Tengo la palabra fácil, pero el labio complicado




Getting your Trinity Audio player ready...

Los iraquíes, cada vez más desconfiados de las fuerzas de ocupación, esperan tener un presidente democrático fuerte

Está todo bajo control, dijo George W. Bush a su regreso de Irak. ¿Hablaba en serio? En sus manos aún no habían caído las percepciones de los principales interesados. Es decir, de los eternos olvidados en las grandes decisiones: los iraquíes. Que en la primera encuesta seria de la posguerra, realizada por las universidades de Bagdad y de Dohuk bajo la supervisión de Oxford, declararon que desconfían de las tropas de ocupación (en especial, de las norteamericanas y de las británicas), que creen en sus líderes religiosos (sin que ello signifique predilección por un gobierno de ese tipo, sino por una democracia con un presidente fuerte), que están satisfechos con la caída de Saddam Hussein (y de su estatua) y que, a pesar de ello, aborrecen el método aplicado (los bombardeos indiscriminados).
☆ ☆ ☆ ☆
# Consigna del ejercicio:
Reproduce íntegramente y sin ningún cambio el texto sobre lo que piensan los iraquíes en la posguerra. Los registros constituyen un material aparte, sin relación con el texto.

Entradas que señalan objetos etiquetados
☆ ☆ ☆ ☆
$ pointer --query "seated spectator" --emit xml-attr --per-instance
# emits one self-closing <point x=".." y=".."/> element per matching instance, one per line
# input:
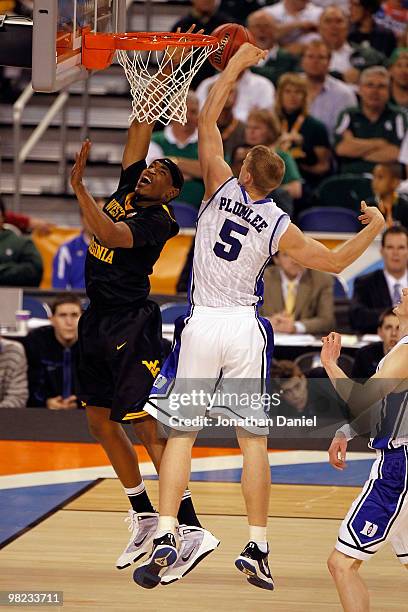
<point x="27" y="224"/>
<point x="13" y="375"/>
<point x="180" y="143"/>
<point x="253" y="91"/>
<point x="393" y="15"/>
<point x="68" y="266"/>
<point x="278" y="61"/>
<point x="263" y="127"/>
<point x="232" y="129"/>
<point x="298" y="22"/>
<point x="280" y="195"/>
<point x="347" y="61"/>
<point x="305" y="397"/>
<point x="368" y="357"/>
<point x="52" y="353"/>
<point x="403" y="156"/>
<point x="327" y="96"/>
<point x="398" y="69"/>
<point x="205" y="16"/>
<point x="385" y="184"/>
<point x="304" y="137"/>
<point x="240" y="9"/>
<point x="20" y="261"/>
<point x="333" y="28"/>
<point x="297" y="300"/>
<point x="372" y="132"/>
<point x="364" y="29"/>
<point x="381" y="289"/>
☆ ☆ ☆ ☆
# Resultado correcto:
Tengo la palabra fácil, pero el labio complicado




Getting your Trinity Audio player ready...

Los iraquíes, cada vez más desconfiados de las fuerzas de ocupación, esperan tener un presidente democrático fuerte

Está todo bajo control, dijo George W. Bush a su regreso de Irak. ¿Hablaba en serio? En sus manos aún no habían caído las percepciones de los principales interesados. Es decir, de los eternos olvidados en las grandes decisiones: los iraquíes. Que en la primera encuesta seria de la posguerra, realizada por las universidades de Bagdad y de Dohuk bajo la supervisión de Oxford, declararon que desconfían de las tropas de ocupación (en especial, de las norteamericanas y de las británicas), que creen en sus líderes religiosos (sin que ello signifique predilección por un gobierno de ese tipo, sino por una democracia con un presidente fuerte), que están satisfechos con la caída de Saddam Hussein (y de su estatua) y que, a pesar de ello, aborrecen el método aplicado (los bombardeos indiscriminados).